** start of Task data **

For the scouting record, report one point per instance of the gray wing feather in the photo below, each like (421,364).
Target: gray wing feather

** end of Task data **
** start of Task data **

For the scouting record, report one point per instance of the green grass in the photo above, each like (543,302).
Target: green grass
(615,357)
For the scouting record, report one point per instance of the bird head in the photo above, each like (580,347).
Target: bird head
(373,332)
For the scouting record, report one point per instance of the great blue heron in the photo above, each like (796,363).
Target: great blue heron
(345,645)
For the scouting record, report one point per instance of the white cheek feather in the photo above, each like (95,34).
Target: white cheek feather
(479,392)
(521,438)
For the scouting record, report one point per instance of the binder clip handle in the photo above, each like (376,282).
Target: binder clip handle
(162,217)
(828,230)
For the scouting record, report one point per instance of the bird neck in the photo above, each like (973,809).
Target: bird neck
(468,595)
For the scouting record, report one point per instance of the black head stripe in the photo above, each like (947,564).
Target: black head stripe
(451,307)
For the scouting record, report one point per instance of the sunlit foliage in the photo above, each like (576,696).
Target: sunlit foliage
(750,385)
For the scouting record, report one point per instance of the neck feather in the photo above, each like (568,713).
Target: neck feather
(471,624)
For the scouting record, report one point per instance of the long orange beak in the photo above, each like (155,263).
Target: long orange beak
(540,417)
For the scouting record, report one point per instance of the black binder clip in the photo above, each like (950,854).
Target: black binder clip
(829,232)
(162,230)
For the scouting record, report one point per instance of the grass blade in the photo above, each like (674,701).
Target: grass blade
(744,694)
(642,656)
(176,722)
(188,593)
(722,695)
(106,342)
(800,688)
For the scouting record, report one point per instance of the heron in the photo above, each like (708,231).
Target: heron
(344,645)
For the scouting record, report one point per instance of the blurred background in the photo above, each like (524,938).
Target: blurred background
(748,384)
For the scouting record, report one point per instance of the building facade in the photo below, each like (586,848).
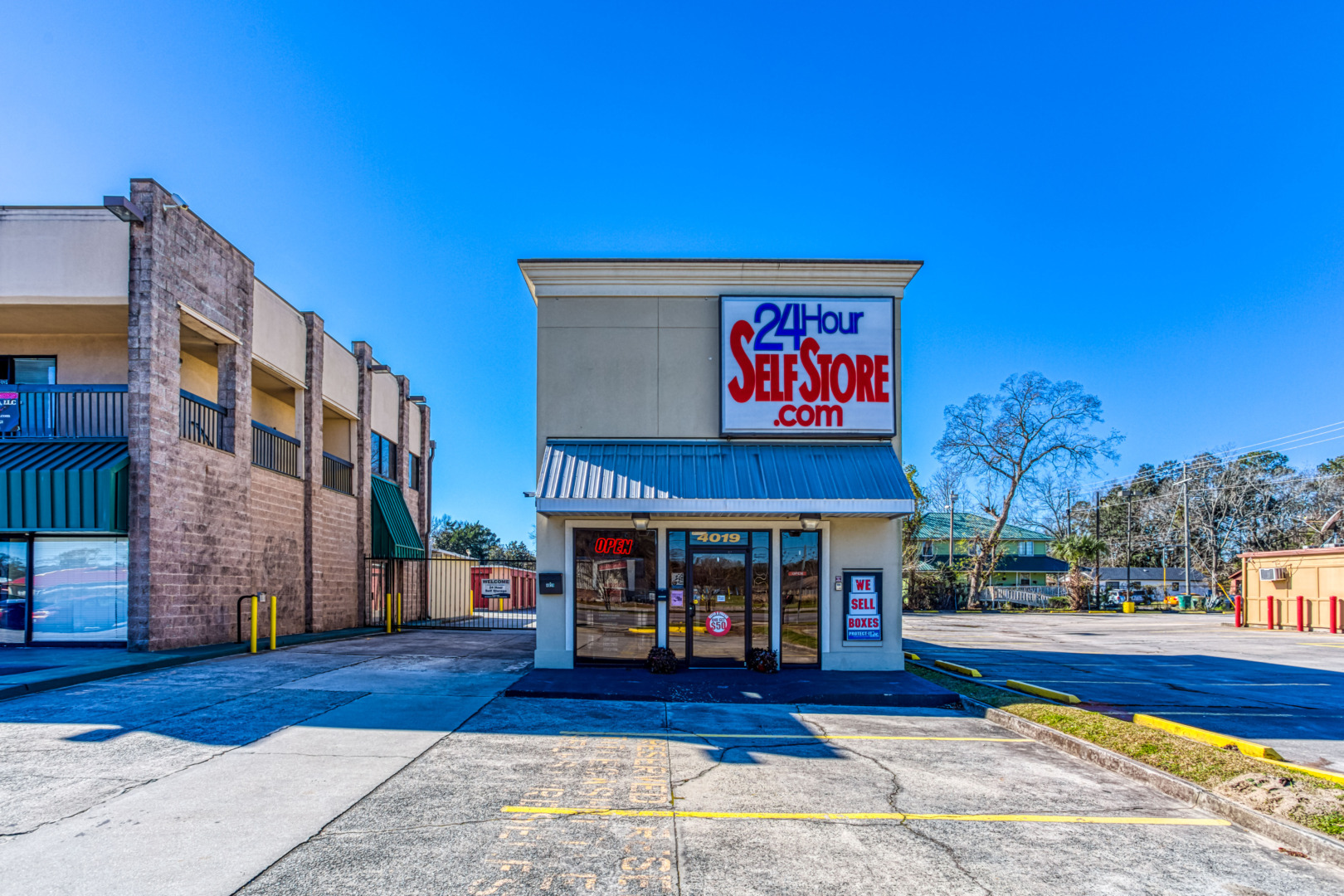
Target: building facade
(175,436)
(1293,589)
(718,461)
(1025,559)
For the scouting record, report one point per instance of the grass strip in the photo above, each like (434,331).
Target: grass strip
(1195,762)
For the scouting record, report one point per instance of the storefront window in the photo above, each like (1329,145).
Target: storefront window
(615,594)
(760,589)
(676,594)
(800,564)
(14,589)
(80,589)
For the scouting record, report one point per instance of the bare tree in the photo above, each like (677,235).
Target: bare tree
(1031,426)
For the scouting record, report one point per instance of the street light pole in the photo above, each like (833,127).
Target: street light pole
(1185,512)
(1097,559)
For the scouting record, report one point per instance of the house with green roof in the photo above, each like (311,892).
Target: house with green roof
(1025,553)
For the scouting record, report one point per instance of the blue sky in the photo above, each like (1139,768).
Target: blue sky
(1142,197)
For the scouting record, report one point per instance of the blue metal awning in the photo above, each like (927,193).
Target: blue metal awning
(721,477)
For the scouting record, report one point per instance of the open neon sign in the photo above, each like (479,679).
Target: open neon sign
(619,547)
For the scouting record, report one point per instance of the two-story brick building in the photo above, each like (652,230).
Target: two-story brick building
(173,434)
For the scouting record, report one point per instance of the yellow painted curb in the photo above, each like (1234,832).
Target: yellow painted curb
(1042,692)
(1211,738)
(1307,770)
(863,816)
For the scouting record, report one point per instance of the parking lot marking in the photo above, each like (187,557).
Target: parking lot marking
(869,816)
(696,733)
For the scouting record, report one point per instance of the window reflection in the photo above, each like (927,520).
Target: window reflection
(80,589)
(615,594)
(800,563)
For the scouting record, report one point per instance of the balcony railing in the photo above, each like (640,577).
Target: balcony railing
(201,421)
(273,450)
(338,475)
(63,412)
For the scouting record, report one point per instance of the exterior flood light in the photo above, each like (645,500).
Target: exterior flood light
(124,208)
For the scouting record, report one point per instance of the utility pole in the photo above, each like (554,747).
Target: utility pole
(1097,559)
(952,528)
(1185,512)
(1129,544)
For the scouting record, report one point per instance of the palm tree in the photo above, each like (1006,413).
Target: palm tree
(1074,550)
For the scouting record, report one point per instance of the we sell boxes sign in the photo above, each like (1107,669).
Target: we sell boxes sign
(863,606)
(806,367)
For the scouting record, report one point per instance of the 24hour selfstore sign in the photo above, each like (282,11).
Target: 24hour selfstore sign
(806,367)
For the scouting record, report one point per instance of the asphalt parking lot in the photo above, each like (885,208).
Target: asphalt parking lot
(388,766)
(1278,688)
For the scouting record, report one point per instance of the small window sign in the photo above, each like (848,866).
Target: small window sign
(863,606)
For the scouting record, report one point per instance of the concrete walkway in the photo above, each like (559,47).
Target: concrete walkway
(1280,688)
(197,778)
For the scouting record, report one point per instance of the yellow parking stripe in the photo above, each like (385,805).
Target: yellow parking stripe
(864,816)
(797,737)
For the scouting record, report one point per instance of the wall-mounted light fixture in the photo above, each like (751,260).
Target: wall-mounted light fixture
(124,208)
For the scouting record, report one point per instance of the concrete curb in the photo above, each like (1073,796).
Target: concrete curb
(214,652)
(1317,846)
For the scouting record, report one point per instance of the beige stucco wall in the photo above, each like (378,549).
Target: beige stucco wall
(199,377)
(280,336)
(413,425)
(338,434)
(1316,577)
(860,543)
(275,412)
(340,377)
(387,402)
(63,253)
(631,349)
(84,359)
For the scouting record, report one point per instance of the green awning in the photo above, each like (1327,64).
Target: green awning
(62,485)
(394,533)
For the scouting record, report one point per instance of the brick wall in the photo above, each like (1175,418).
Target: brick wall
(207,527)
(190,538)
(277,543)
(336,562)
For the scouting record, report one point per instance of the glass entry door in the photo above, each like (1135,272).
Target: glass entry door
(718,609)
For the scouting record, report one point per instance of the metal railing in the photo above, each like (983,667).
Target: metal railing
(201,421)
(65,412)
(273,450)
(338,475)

** end of Task data **
** start of Task data **

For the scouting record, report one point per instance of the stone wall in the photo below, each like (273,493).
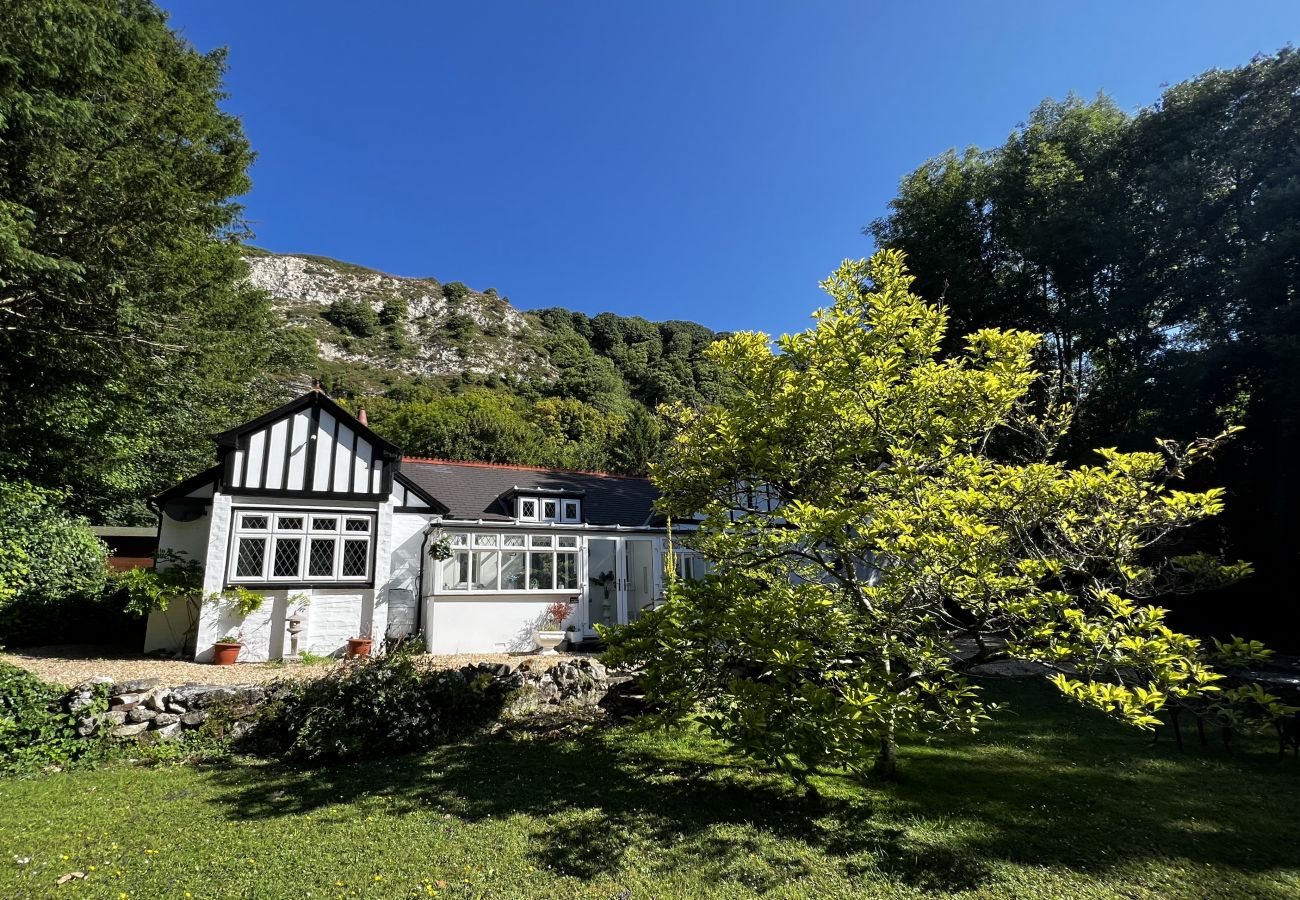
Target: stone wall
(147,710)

** end of Task data **

▸ **Exercise details**: Reproduce word for word the text from the line containing "each like (421,364)." through the line containing "Target: gray wing feather", including both of those lines.

▸ **Result of this task**:
For the scouting record, report one point per instance of the gray wing feather in the photo below, each like (421,364).
Target: gray wing feather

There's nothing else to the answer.